• YOUR GOAL: Which lines in the records contain the word "concrete"? Return each one in full.

• DATA ENTRIES:
----
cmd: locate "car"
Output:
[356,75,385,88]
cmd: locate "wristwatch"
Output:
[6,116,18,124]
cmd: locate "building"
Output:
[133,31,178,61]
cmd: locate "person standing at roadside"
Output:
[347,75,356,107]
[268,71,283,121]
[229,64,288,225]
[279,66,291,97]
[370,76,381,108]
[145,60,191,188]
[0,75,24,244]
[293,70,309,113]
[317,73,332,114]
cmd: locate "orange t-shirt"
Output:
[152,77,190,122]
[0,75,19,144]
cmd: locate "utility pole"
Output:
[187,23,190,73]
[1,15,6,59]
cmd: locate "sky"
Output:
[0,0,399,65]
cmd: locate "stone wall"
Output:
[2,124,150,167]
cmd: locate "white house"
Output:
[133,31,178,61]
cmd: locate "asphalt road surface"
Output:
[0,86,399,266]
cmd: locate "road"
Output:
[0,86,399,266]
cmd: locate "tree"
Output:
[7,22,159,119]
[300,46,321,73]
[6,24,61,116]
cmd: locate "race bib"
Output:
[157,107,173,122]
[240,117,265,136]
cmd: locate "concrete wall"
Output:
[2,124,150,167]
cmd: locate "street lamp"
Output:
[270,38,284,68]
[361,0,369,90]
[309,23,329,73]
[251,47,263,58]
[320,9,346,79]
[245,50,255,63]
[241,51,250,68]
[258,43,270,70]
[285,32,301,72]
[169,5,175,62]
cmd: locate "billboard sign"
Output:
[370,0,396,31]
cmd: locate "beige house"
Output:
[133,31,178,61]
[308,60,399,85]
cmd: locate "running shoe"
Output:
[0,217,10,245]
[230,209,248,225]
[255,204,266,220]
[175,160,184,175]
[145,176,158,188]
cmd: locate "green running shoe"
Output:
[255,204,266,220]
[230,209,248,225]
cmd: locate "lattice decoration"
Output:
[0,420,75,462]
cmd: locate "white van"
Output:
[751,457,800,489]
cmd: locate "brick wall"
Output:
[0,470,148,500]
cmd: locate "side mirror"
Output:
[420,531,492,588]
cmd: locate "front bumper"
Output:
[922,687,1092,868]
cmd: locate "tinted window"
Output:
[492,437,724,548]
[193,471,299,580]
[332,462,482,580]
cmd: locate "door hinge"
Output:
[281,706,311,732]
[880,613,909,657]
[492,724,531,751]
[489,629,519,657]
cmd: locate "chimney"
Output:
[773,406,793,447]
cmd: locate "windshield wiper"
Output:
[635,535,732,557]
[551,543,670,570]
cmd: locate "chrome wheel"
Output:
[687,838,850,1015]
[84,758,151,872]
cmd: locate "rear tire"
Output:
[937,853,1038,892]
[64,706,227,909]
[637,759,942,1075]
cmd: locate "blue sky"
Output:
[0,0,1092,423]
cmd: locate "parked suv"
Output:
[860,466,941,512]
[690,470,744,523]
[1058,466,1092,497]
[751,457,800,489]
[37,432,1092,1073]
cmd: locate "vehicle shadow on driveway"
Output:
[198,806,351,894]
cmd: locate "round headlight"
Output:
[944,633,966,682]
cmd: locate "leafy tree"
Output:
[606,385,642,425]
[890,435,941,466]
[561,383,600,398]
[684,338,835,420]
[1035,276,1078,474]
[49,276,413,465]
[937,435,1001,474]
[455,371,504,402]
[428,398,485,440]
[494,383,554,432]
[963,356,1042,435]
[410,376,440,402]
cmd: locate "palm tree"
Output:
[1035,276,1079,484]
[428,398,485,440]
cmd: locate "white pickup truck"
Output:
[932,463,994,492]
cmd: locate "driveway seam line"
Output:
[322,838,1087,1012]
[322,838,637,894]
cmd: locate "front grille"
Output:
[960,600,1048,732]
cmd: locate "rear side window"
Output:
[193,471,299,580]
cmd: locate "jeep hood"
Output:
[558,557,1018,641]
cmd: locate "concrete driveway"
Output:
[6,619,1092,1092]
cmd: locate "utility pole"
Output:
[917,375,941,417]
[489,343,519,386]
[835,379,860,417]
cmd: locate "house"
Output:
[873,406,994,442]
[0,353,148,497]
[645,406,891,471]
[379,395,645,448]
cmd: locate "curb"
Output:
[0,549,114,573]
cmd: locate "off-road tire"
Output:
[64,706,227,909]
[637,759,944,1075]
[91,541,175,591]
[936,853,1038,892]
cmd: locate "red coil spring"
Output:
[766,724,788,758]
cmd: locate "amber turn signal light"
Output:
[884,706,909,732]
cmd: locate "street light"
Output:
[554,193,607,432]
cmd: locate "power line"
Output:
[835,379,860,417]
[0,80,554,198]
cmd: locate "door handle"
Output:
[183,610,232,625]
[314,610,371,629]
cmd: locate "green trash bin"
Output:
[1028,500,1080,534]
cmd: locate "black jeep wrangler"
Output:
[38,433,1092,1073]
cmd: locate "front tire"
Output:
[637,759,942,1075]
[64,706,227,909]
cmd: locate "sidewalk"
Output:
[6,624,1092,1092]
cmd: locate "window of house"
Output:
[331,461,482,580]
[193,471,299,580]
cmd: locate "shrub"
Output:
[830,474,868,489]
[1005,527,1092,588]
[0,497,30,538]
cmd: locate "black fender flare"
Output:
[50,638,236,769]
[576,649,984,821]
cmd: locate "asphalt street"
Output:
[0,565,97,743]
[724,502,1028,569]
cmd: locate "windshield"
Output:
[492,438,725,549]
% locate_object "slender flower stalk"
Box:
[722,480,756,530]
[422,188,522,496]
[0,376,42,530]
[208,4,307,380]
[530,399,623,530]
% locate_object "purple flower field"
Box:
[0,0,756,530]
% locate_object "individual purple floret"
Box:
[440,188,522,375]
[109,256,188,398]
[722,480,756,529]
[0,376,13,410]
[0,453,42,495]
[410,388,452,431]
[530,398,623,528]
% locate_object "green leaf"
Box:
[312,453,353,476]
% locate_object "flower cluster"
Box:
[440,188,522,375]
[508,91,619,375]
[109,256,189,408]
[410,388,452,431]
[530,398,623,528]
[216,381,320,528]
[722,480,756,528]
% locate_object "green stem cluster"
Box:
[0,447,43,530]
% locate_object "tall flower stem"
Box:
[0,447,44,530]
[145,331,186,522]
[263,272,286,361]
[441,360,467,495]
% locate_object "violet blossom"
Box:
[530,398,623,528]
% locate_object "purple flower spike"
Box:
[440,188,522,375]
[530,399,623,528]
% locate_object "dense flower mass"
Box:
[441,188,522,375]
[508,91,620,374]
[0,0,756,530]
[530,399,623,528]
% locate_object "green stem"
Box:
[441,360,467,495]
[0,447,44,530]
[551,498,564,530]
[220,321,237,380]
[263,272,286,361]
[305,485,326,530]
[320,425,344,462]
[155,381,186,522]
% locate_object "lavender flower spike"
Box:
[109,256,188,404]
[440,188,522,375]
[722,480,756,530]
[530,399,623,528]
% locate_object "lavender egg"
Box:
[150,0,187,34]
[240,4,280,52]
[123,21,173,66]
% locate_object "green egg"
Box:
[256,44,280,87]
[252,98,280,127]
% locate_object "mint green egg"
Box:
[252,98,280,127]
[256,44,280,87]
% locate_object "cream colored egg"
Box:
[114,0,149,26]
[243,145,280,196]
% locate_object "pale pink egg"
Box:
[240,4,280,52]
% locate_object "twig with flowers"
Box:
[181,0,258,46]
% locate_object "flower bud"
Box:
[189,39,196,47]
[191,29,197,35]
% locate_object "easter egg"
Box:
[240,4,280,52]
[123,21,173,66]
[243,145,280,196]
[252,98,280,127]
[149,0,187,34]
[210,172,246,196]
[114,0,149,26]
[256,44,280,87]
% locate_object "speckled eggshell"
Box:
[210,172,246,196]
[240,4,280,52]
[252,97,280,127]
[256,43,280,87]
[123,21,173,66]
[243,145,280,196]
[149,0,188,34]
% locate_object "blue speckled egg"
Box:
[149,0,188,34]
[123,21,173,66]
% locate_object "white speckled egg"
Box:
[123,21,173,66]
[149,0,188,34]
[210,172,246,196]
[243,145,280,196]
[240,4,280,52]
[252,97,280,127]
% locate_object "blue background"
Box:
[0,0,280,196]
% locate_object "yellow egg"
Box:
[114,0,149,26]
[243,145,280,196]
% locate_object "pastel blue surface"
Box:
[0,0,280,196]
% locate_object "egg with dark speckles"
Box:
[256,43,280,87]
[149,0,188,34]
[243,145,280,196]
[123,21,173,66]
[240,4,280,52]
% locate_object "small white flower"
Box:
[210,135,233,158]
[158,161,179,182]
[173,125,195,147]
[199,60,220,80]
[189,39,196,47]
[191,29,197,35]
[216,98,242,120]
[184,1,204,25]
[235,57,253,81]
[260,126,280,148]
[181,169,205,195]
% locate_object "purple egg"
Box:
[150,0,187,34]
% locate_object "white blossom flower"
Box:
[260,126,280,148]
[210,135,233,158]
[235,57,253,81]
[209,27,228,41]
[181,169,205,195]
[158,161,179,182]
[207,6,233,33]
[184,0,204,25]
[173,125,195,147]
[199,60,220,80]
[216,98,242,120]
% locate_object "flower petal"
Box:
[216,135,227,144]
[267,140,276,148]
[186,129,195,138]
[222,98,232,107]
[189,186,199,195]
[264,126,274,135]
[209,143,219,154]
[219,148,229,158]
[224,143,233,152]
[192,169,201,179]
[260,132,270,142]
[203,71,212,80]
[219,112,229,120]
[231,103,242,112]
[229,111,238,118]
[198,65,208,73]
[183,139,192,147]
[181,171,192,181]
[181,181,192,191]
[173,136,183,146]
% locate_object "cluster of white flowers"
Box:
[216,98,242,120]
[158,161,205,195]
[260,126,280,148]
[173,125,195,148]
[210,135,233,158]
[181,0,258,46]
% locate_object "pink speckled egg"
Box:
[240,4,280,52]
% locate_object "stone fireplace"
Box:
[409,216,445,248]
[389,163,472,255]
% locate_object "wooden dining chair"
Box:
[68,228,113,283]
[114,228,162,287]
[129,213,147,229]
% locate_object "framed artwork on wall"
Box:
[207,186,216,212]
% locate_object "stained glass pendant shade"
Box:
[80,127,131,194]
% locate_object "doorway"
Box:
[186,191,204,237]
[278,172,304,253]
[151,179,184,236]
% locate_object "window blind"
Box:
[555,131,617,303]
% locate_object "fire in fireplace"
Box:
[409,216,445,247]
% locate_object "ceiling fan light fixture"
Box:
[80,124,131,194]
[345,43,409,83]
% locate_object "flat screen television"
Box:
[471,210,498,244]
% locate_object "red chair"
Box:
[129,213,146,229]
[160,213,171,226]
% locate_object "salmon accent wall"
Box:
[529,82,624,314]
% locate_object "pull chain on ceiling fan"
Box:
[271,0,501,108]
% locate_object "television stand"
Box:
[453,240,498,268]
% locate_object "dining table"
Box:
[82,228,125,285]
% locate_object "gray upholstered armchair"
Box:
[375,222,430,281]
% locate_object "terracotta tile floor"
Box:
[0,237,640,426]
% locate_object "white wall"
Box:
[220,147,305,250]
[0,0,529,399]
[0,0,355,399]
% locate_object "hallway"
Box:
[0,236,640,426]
----
• SOLUTION TO THE EXERCISE:
cmd: locate "concrete wall"
cmd: locate "concrete driveway"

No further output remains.